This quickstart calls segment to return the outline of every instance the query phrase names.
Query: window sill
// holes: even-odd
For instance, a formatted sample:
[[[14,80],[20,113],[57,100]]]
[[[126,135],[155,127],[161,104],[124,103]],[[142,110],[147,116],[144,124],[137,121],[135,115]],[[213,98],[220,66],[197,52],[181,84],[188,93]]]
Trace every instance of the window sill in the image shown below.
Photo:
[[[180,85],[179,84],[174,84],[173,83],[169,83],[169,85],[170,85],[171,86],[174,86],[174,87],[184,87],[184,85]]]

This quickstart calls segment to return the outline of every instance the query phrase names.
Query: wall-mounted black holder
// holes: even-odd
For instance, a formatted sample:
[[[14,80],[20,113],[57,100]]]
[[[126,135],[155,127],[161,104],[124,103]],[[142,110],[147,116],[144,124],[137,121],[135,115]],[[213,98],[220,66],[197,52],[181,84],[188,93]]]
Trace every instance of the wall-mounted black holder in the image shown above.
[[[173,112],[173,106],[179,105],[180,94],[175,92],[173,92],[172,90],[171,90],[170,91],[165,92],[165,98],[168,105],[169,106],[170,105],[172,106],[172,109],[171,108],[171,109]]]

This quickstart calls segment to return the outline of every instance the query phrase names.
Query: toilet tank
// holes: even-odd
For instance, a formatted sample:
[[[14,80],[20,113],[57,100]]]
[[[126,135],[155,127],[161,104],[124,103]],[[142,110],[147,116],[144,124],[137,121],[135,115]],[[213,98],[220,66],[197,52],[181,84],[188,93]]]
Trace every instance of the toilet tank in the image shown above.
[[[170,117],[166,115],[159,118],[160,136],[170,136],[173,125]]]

++++

Exercise aim: All of the records must be retyped exactly as they are.

Result:
This quickstart calls segment to return the outline of every instance the query phrase names.
Query: window sill
// holes: even-odd
For instance, a formatted sample:
[[[14,80],[20,113],[57,100]]]
[[[126,135],[155,127],[161,104],[124,103]],[[142,110],[147,116],[144,124],[137,121],[135,115]],[[213,98],[220,66],[197,52],[181,84],[188,93]]]
Trace every instance of the window sill in the image shown below.
Photo:
[[[180,85],[179,84],[174,84],[173,83],[169,83],[169,85],[170,85],[171,86],[174,86],[174,87],[184,87],[184,85]]]

This quickstart calls segment to return the outline of every instance the query phrase names.
Query: wall-mounted black holder
// holes: even-odd
For instance, a formatted sample:
[[[14,80],[20,113],[57,100]]]
[[[126,135],[155,127],[161,104],[124,103]],[[142,110],[147,116],[144,124],[137,121],[135,115]],[[213,98],[220,66],[197,52],[181,84],[188,93]]]
Trace every instance of the wall-mounted black holder in the image shown above.
[[[173,112],[173,106],[179,105],[180,94],[175,92],[173,92],[172,90],[171,90],[170,91],[165,92],[165,98],[168,105],[169,106],[170,105],[172,106],[172,109],[171,108],[171,109]]]

This quickstart calls segment to return the outline of every instance the query phrase names.
Query: toilet tank
// holes: even-odd
For instance, a formatted sample:
[[[14,80],[20,113],[57,100]]]
[[[126,135],[155,127],[161,104],[124,103]],[[142,110],[147,116],[144,124],[137,121],[135,115]],[[213,98],[220,66],[197,52],[181,84],[188,93]]]
Trace every instance of the toilet tank in the image shown above.
[[[170,117],[166,115],[159,118],[160,136],[170,136],[173,125]]]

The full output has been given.